Following Aristotle’s conception, ethics as a category of philosophy is by necessity extremely imprecise. John D. Caputo (2003) notes that “Ethics stands alone among the sciences or disciplines by announcing right at the start that it is not possible as a science or, if you prefer, that its possibility is co-constituted by a certain impossibility” (pp. 169–170). This is because the ethical investigation is focused on the fullness of a situation among people gathered in community. Its subject is what is emerging within a web of relationships in the present moment. Aristotle uses the term poiesis in his descriptions, so we must understand the moment as a situation emerging through a process of artful creation (Baracchi, 2008). That is, the ethical situation emerges differently in each moment and is difficult to comprehend completely.

When people of virtuous character are gathered in the emerging moment, we may hope that what they are doing—what they create—is beautiful and just. For these ethical constructions, Aristotle favors the metaphor of the products of arts and crafts, which are handmade and never repeatable, yet each is bearing the potential to shine out with beauty (and justice) for all. This includes the idea that our understanding of a situation is an artifact in which we have captured something of the moment, and that can be saved for later—it is an artwork or, maybe better, a text, that can be reflected upon and shared in other times and places (Baracchi, 2008). It becomes possible, then, to see how the value of developing one’s character, of coming to possess the virtues, does not ultimately lie in individual improvement, but, rather, in the flourishing of the polis—the community.

In this very brief description of the beginning of ethical thinking, I trust that I am making available some useful ideas for our current situation within the community of the MBPs. Now, as the main burden of this chapter begins to unfold, I’ll be drawing on the essential imprecision of ethical thought as motivating and shaping the present discourse from which this entire volume springs. I’ll be considering virtues and their cultivation from the perspective of their potential within a community, rather than their isolated value to an individual. And I’ll center my own descriptions and conjectures in the poiesis, the formation, the making, indeed, the poetics of situations in particular places and times—pointing specifically to the MBP classroom, wherever it is to be found.

How Can the MBPs Go On?

As I’ve suggested, it is certainly possible to locate the bulk of the internal critique of the MBPs within longstanding categories of dialogue, such as the definition of mindfulness, and assurance of quality for curricula and teacher development. However, these critiques are quite often being engaged under the more provocative banner of ethics. To understand why, I believe we must particularly consider the imprecision, the poetic ambiguity of ethical investigation. It stands in direct opposition to the entire trajectory of the MBPs toward the current height of their popularity within health care and mental health care.

##########

Rewrite the ethics excerpt starting at "Following Aristotle’s conception, ethics" and ending at "to comprehend completely.", swapping "web of relationships" for "network of relationships". None of the lines are needed for this work.

__Supplied data__:
##########

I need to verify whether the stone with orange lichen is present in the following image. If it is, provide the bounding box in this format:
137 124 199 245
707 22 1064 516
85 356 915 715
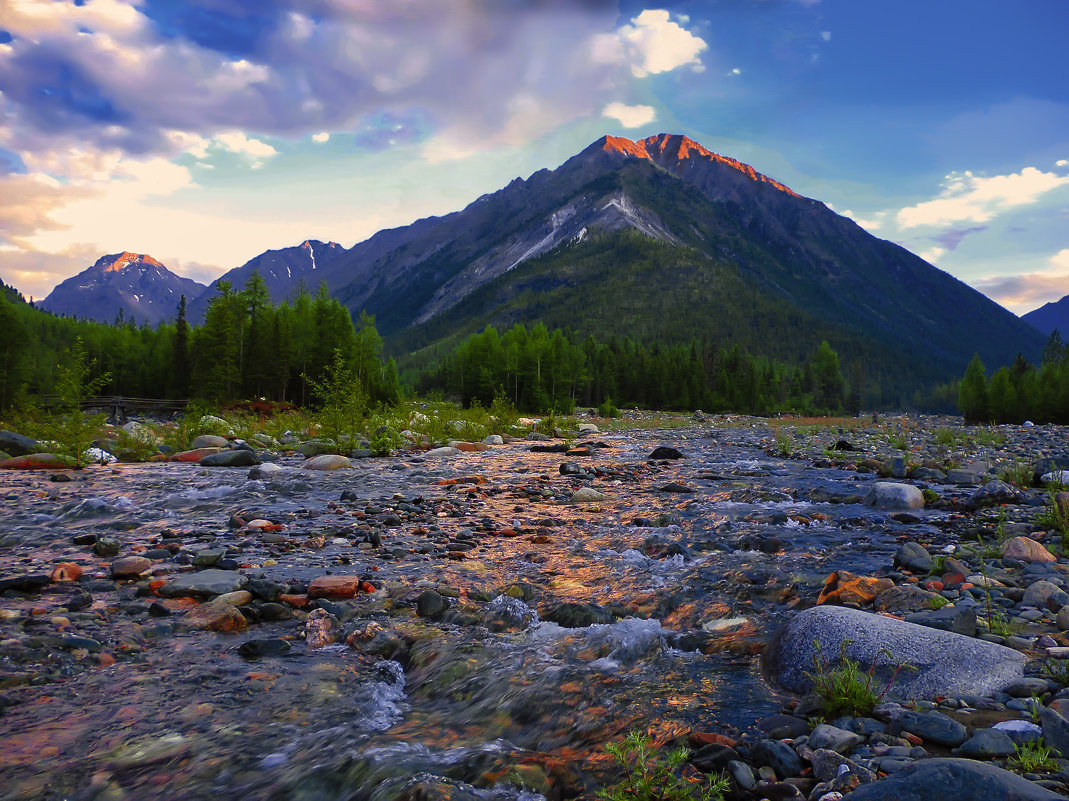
51 561 82 583
817 570 895 606
179 600 249 633
308 575 374 600
170 448 222 462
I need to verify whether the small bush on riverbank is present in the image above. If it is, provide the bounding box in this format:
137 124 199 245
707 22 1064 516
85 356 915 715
807 641 903 719
598 731 730 801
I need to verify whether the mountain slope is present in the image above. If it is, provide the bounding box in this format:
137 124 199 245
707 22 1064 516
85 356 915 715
1021 295 1069 338
327 135 1042 389
189 240 345 322
38 251 205 325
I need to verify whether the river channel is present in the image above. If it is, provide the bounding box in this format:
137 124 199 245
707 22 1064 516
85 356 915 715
0 421 962 801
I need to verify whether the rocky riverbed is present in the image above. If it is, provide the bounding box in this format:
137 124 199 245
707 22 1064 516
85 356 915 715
0 417 1069 801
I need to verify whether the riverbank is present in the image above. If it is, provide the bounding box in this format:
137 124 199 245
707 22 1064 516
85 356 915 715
0 417 1069 799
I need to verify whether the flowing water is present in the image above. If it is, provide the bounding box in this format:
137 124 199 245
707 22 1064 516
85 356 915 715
0 427 928 801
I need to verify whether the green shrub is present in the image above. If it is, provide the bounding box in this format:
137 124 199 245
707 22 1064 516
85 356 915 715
598 731 730 801
806 640 912 719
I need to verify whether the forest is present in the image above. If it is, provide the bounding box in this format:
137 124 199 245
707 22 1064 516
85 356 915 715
0 273 1069 422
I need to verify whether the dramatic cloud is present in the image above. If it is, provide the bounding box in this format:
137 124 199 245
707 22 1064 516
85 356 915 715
602 103 657 128
971 248 1069 314
932 226 988 251
618 9 708 78
897 167 1069 228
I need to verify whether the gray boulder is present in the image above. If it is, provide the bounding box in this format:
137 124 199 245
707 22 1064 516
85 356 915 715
761 606 1027 700
201 450 260 467
157 569 249 598
895 542 933 574
865 481 925 509
842 759 1063 801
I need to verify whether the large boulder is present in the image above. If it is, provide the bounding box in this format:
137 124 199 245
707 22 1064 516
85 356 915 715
156 568 249 598
0 430 41 457
842 759 1064 801
761 606 1027 700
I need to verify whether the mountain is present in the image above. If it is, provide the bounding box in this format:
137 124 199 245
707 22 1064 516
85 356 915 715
37 250 205 326
189 240 345 322
1021 295 1069 338
312 134 1043 397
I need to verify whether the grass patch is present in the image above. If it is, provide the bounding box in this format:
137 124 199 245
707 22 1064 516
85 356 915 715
806 641 903 719
598 731 730 801
1008 738 1058 773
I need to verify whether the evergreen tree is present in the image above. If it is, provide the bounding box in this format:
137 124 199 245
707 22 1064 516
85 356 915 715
172 295 189 398
958 353 991 423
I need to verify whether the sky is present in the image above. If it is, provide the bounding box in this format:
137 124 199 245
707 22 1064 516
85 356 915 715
0 0 1069 313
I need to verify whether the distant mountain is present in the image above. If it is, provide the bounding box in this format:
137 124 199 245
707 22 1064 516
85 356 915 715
1021 295 1069 339
37 250 205 325
189 240 345 322
310 134 1043 397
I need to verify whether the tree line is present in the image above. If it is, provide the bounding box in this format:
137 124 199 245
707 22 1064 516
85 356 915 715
0 273 400 409
418 323 859 414
958 329 1069 423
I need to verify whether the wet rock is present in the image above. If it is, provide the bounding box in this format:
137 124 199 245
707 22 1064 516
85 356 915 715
542 603 615 629
179 600 249 633
761 605 1027 700
753 740 802 779
954 728 1017 759
93 537 122 556
200 449 260 467
300 453 353 471
843 759 1062 801
0 453 74 471
111 556 152 579
894 542 933 574
305 609 338 648
571 487 608 504
189 434 230 450
423 446 464 459
809 741 876 782
1021 580 1069 612
969 479 1023 507
237 637 293 659
817 570 895 606
809 723 865 754
156 569 249 598
0 429 41 457
896 710 969 748
0 573 51 592
905 604 976 637
308 575 374 599
50 561 82 582
646 445 683 461
872 584 936 615
416 589 449 617
757 714 809 740
864 481 925 509
1003 537 1058 561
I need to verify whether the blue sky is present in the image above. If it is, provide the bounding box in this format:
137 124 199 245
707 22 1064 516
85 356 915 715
0 0 1069 313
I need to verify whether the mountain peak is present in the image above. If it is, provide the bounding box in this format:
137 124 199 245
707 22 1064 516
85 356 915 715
590 134 799 197
96 250 164 273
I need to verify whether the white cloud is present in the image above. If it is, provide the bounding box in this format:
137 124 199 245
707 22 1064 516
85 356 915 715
602 103 657 128
212 130 278 167
897 167 1069 228
618 9 708 78
917 247 946 264
842 203 887 231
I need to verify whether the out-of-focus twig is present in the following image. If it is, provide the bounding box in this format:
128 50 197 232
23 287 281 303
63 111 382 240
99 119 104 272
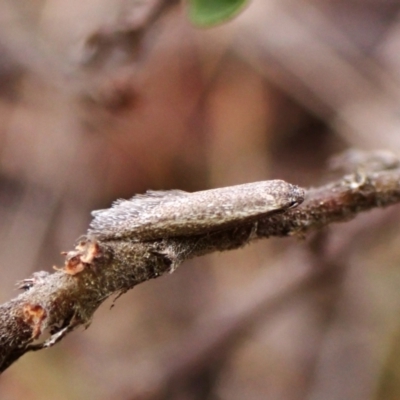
0 149 400 371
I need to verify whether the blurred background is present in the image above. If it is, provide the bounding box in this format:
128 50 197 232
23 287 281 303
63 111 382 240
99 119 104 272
0 0 400 400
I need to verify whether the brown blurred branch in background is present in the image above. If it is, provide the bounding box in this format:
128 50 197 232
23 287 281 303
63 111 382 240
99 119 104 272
0 148 400 371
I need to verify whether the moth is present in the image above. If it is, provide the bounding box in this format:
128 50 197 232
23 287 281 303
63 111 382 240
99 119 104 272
88 180 304 241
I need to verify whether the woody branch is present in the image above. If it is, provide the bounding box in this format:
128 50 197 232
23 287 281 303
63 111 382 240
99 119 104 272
0 152 400 371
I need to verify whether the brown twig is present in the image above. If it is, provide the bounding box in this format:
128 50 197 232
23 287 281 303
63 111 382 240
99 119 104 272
0 155 400 371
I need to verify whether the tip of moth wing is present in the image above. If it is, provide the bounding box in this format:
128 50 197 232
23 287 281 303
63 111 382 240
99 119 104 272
289 185 306 207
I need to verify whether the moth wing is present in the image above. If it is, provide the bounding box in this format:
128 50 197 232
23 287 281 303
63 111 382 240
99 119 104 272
89 190 189 238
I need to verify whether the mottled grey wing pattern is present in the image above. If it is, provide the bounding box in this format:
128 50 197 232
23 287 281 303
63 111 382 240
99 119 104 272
89 180 304 241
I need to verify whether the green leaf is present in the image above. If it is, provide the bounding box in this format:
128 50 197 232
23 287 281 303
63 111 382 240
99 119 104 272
188 0 248 27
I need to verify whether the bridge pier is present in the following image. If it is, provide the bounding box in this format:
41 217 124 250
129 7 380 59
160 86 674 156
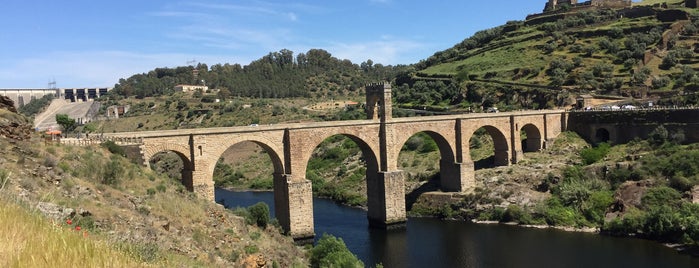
512 150 524 164
439 161 476 192
193 170 215 201
274 174 315 240
494 149 510 166
367 170 407 228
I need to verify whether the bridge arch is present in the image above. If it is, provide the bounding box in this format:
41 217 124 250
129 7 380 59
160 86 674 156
520 123 543 152
300 133 379 180
206 136 284 179
593 127 611 143
143 143 194 192
395 129 461 191
464 124 510 166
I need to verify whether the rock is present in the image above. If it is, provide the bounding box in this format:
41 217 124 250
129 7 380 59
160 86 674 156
152 220 170 231
36 202 75 221
605 180 652 221
241 254 267 268
78 208 92 217
0 96 17 113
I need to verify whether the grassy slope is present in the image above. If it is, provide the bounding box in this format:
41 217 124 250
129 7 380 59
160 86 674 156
0 133 305 267
418 1 699 94
0 199 147 267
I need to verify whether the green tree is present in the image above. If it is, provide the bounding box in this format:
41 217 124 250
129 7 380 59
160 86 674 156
311 234 364 268
56 114 77 132
248 202 269 228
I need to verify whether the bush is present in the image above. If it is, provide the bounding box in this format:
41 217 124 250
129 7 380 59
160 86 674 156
101 141 126 156
500 205 533 224
101 156 124 186
641 186 682 210
580 142 610 165
543 197 576 226
248 202 269 228
310 234 364 268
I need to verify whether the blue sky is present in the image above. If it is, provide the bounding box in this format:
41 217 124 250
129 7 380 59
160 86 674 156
0 0 546 88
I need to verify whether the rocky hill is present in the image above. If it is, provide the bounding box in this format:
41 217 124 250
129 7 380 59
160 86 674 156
0 98 307 267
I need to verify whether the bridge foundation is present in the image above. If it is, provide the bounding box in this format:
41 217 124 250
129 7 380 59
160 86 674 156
274 174 315 240
512 150 524 164
494 150 510 166
193 170 215 201
439 161 476 192
367 171 406 228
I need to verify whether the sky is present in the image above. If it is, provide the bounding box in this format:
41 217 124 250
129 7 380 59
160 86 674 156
0 0 546 88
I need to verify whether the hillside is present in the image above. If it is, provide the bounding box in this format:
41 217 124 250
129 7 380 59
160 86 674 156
413 1 699 108
0 99 307 267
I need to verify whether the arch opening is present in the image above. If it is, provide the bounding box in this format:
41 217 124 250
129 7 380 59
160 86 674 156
469 126 510 170
397 131 461 211
212 141 283 211
595 128 609 143
520 124 542 152
148 151 194 192
305 134 379 206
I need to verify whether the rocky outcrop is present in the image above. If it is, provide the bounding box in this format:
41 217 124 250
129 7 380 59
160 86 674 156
0 96 17 113
605 180 653 221
0 96 33 140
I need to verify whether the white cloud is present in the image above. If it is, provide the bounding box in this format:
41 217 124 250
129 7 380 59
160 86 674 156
326 39 427 65
0 51 246 88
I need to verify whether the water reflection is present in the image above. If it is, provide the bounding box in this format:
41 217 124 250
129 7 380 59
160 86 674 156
216 189 699 268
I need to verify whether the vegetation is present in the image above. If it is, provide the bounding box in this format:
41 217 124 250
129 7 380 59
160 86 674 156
454 126 699 246
310 234 364 268
56 114 78 132
17 95 53 117
0 196 150 267
0 129 307 267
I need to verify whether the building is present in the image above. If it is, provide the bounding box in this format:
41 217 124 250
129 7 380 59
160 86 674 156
544 0 578 12
0 87 113 108
175 85 209 92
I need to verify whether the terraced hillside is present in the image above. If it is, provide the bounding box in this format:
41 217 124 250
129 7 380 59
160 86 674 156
413 1 699 108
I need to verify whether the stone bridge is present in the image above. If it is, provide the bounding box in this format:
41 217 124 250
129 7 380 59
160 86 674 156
104 84 567 239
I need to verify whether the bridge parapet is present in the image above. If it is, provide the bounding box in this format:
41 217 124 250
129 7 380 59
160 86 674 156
568 107 699 144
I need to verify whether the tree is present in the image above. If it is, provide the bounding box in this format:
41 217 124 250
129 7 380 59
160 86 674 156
248 202 269 228
311 234 364 268
56 114 77 132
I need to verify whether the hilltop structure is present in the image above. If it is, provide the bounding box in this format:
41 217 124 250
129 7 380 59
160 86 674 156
544 0 636 12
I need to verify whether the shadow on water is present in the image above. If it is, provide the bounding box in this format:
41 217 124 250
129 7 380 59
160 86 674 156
405 172 441 211
473 155 495 170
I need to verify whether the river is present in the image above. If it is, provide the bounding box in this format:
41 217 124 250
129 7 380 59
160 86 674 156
215 189 699 268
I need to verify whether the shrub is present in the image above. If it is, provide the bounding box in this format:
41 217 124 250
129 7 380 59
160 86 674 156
101 141 126 156
248 202 269 228
641 186 682 210
101 156 124 186
580 142 610 165
310 234 364 268
500 205 533 224
543 197 576 226
648 126 670 145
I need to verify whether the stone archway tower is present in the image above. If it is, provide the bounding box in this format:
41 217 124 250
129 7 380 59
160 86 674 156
366 82 406 228
366 82 393 123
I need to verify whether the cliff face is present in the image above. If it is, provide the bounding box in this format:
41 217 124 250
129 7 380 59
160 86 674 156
0 96 32 140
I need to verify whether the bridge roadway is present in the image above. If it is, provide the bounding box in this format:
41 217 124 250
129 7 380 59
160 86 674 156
103 108 567 239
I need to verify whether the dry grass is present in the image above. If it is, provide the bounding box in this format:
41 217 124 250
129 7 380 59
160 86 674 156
0 198 152 267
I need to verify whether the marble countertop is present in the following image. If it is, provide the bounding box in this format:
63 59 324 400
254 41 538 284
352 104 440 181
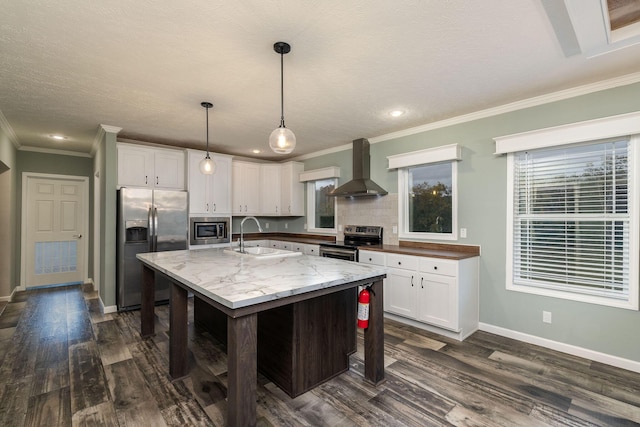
137 248 387 309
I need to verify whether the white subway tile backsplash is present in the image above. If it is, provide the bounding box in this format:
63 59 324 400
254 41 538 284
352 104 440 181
337 193 398 245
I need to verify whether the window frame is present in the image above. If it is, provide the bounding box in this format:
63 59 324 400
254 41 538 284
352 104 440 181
306 177 338 234
506 135 640 310
398 159 458 241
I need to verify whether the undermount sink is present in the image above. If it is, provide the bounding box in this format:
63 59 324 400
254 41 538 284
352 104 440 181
227 246 302 258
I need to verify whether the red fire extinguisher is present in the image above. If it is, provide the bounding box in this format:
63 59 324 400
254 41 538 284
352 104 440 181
358 288 369 329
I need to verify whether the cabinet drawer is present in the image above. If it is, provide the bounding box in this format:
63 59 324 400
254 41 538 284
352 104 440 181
358 251 384 265
387 254 418 270
420 258 457 277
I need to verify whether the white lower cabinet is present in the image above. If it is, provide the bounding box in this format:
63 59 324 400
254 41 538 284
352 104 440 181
360 251 479 340
384 268 417 318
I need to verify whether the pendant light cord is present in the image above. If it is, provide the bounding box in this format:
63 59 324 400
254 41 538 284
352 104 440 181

##########

__Expected answer__:
Following Aristotle’s conception, ethics as a category of philosophy is by necessity extremely imprecise. John D. Caputo (2003) notes that “Ethics stands alone among the sciences or disciplines by announcing right at the start that it is not possible as a science or, if you prefer, that its possibility is co-constituted by a certain impossibility” (pp. 169–170). This is because the ethical investigation is focused on the fullness of a situation among people gathered in community. Its subject is what is emerging within a network of relationships in the present moment. Aristotle uses the term poiesis in his descriptions, so we must understand the moment as a situation emerging through a process of artful creation (Baracchi, 2008). That is, the ethical situation emerges differently in each moment and is difficult to comprehend completely.